-- Begin Dataset rows --

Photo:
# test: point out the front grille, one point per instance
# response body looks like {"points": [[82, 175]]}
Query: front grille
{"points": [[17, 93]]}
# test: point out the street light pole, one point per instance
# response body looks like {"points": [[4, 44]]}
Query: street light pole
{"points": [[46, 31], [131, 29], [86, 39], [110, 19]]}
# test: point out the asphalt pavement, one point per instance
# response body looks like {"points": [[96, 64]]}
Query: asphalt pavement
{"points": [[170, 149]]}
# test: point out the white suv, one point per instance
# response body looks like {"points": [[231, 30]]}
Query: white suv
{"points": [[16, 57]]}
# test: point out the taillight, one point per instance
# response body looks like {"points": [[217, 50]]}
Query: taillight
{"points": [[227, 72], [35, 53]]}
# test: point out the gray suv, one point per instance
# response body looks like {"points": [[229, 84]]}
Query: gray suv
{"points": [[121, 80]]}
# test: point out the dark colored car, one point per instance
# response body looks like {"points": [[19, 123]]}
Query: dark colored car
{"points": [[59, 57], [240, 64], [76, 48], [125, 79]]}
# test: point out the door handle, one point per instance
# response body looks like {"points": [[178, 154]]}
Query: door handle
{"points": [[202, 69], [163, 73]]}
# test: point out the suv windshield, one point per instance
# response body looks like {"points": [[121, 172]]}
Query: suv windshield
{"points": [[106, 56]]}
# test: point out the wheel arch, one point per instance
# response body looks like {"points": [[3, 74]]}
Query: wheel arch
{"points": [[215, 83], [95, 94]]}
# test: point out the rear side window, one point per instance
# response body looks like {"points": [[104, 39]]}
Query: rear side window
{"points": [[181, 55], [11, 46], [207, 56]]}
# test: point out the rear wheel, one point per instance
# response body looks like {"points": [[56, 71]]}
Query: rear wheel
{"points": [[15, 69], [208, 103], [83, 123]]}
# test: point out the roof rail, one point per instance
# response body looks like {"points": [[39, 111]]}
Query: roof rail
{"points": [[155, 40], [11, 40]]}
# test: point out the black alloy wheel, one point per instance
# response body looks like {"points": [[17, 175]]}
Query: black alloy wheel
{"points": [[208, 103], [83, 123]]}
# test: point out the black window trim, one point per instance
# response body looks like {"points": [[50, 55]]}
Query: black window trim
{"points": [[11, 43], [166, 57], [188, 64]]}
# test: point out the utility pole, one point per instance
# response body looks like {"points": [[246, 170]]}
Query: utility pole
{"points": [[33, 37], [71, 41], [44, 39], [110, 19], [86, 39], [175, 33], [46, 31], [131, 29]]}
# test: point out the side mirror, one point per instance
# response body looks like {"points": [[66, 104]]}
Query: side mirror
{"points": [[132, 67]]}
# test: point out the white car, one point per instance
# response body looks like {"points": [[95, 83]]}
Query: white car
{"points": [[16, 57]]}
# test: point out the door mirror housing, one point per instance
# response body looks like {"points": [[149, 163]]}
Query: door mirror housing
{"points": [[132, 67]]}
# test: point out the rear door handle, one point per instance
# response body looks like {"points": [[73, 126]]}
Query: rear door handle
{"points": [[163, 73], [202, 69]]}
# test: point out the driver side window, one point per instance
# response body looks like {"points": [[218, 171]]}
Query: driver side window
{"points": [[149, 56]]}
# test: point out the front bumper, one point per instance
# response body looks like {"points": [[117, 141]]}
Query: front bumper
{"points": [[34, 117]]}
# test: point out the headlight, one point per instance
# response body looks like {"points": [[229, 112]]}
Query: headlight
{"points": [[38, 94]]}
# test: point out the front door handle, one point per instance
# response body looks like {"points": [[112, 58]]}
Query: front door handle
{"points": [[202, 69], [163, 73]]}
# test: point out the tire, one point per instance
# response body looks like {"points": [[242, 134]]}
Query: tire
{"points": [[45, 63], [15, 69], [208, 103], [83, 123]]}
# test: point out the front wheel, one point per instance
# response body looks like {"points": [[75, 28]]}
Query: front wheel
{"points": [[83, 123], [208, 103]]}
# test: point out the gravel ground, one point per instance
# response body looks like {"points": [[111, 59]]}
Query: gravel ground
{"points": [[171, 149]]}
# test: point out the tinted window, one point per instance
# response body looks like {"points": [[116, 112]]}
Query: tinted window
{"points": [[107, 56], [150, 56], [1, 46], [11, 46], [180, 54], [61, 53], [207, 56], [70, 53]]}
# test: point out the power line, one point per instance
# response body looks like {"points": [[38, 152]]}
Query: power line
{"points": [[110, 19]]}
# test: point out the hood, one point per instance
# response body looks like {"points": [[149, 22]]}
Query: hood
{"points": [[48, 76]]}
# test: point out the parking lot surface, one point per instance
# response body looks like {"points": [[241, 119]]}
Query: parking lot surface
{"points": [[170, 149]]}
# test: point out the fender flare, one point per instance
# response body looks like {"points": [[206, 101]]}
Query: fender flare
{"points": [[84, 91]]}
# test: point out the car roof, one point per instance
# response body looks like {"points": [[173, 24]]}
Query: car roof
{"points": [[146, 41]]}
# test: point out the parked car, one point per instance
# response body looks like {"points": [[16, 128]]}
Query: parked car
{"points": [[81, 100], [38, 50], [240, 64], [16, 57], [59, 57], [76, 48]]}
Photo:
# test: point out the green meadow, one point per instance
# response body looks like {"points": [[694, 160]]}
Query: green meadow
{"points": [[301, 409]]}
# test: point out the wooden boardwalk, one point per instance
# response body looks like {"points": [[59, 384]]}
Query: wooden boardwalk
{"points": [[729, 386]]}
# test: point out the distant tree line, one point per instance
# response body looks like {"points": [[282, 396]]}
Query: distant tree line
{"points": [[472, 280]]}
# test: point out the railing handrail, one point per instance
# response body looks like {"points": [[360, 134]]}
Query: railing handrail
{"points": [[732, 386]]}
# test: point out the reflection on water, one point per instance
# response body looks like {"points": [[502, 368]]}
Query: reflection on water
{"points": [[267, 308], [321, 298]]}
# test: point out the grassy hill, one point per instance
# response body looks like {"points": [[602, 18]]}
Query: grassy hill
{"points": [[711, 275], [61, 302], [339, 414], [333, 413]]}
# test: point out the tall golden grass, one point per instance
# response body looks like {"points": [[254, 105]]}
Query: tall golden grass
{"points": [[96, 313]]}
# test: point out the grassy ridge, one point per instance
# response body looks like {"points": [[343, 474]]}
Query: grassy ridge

-- End Dataset rows --

● **Aim of the task**: Every entry should be printed again exactly as it stands.

● **Solved exercise**:
Photo:
# test: point out the front grille, one point per instance
# response body looks like {"points": [[82, 175]]}
Query: front grille
{"points": [[17, 93]]}
# test: point out the street light pole, one point per instance
# response body looks like {"points": [[4, 44]]}
Query: street light pole
{"points": [[46, 31], [131, 29], [86, 39], [110, 19]]}
# test: point out the asphalt pavement, one point per instance
# response body looks like {"points": [[96, 64]]}
Query: asphalt pavement
{"points": [[170, 149]]}
# test: point out the white suv, one point per instance
# response body looks like {"points": [[231, 30]]}
Query: white suv
{"points": [[16, 57]]}
# test: point out the taillight, one point per instance
# response body looks like {"points": [[217, 50]]}
Query: taillight
{"points": [[227, 72], [35, 53]]}
# test: point out the gray suv, one point per instance
# response body looks like {"points": [[229, 84]]}
Query: gray suv
{"points": [[121, 80]]}
# test: point out the dark colored car, one point per instance
# response body looks like {"points": [[19, 123]]}
Query: dark colored car
{"points": [[59, 57], [240, 64], [76, 48], [125, 79]]}
# test: point out the door handle, one point per instance
# response body looks like {"points": [[178, 154]]}
Query: door handle
{"points": [[202, 69], [163, 73]]}
# test: point out the suv windshield, one point per instance
# response body looks like {"points": [[121, 172]]}
Query: suv windshield
{"points": [[106, 56]]}
# test: point out the wheel arch, one point per instance
# response body looks like {"points": [[3, 74]]}
Query: wheel arch
{"points": [[215, 83], [95, 94]]}
# test: point out the rear side window, one point per instance
# response body looks like {"points": [[104, 39]]}
Query: rear side window
{"points": [[181, 55], [11, 46], [207, 56]]}
# test: point out the rear wheel, one point per instance
# response body looks like {"points": [[56, 71]]}
Query: rear wheel
{"points": [[15, 69], [208, 103], [83, 123]]}
# test: point out the roof rail, one point per instance
# response body looks like {"points": [[39, 111]]}
Query: roof rail
{"points": [[155, 40], [11, 40]]}
# test: point out the black alloy wheel, one point per instance
# response body looks like {"points": [[17, 175]]}
Query: black alloy wheel
{"points": [[208, 103], [83, 123]]}
# test: point out the black window trim, one point per instance
# response body looks like {"points": [[50, 55]]}
Query: black window trim
{"points": [[11, 43], [166, 57], [188, 64]]}
# test: point out the utility pole, one point per instance
# response body looks like {"points": [[246, 170]]}
Query: utility pole
{"points": [[33, 37], [71, 41], [44, 39], [110, 19], [86, 39], [175, 33], [46, 31], [131, 29]]}
# test: point out the side mirror, one point per instance
# response body looks like {"points": [[66, 104]]}
Query: side mirror
{"points": [[132, 67]]}
# test: point out the white car, one point per instance
# response body looks like {"points": [[95, 83]]}
Query: white car
{"points": [[16, 57]]}
# test: point out the door mirror housing, one point per instance
# response body looks like {"points": [[149, 163]]}
Query: door mirror housing
{"points": [[132, 67]]}
# test: point out the rear door handle, one point per instance
# response body looks like {"points": [[73, 126]]}
Query: rear door handle
{"points": [[163, 73], [202, 69]]}
# test: point out the driver side window, one point per instance
# response body looks like {"points": [[218, 171]]}
Query: driver side window
{"points": [[149, 56]]}
# test: point out the front bumper, one point per instance
# response body looks like {"points": [[117, 141]]}
Query: front bumper
{"points": [[34, 117]]}
# test: point out the headlight, one point per instance
# response body looks like {"points": [[229, 112]]}
Query: headlight
{"points": [[38, 94]]}
# test: point out the front door handle, one point per instance
# response body looks like {"points": [[112, 58]]}
Query: front door handle
{"points": [[202, 69], [163, 73]]}
# test: point out the tire, one point per instance
# response body looks like {"points": [[242, 134]]}
Query: tire
{"points": [[45, 63], [15, 69], [208, 103], [83, 123]]}
# test: point out the front wheel, one point per instance
# response body looks like {"points": [[75, 28]]}
Query: front wheel
{"points": [[83, 123], [208, 103]]}
# test: point out the gravel ground, one point per instance
# response body looks like {"points": [[111, 59]]}
Query: gravel ground
{"points": [[171, 149]]}
# test: point out the tinted window, one point per instance
# response body looks like {"points": [[116, 112]]}
Query: tinted window
{"points": [[107, 56], [150, 56], [1, 46], [11, 46], [180, 54], [61, 53], [207, 56], [70, 53]]}
# test: point out the power line, one point per instance
# response body looks like {"points": [[38, 152]]}
Query: power line
{"points": [[110, 19]]}
# test: point out the hood, one point per instance
# response body looks like {"points": [[149, 22]]}
Query: hood
{"points": [[48, 76]]}
# test: point out the parking lot surface, one point per instance
# response body looks like {"points": [[241, 119]]}
Query: parking lot surface
{"points": [[170, 149]]}
# test: point out the fender flare, one point per instance
# response body looks like {"points": [[206, 101]]}
Query: fender flare
{"points": [[84, 91]]}
# test: point out the car roof, one point per instance
# response body looks like {"points": [[173, 24]]}
Query: car roof
{"points": [[146, 41]]}
# test: point out the parked car, one point per instance
# response body looks like {"points": [[16, 128]]}
Query: parked car
{"points": [[81, 100], [38, 50], [240, 64], [16, 57], [59, 57], [76, 48]]}
Photo:
# test: point out the green meadow, one point per instance
# response body looks like {"points": [[694, 160]]}
Query: green meadow
{"points": [[301, 409]]}
# test: point out the wooden boardwalk, one point per instance
# response body looks like {"points": [[59, 384]]}
Query: wooden boardwalk
{"points": [[729, 386]]}
# test: point out the distant tree line, one point per instance
# response body looks like {"points": [[282, 396]]}
Query: distant tree line
{"points": [[472, 280]]}
# test: point out the railing handrail, one point per instance
# response body looks like {"points": [[360, 134]]}
Query: railing handrail
{"points": [[732, 386]]}
# test: point out the reflection on water, one point per instance
# response body looks like {"points": [[502, 368]]}
Query: reflection on water
{"points": [[267, 308], [321, 298]]}
# test: point out the grassy hill, one point per instance
# response body looks like {"points": [[602, 18]]}
Query: grassy hill
{"points": [[711, 275], [61, 302], [339, 414], [333, 413]]}
# test: point out the tall golden grass, one point per instance
# response body looks like {"points": [[254, 105]]}
Query: tall golden grass
{"points": [[96, 313]]}
# test: point out the grassy ridge, one point per instance
# response body looks like {"points": [[343, 474]]}
Query: grassy ridge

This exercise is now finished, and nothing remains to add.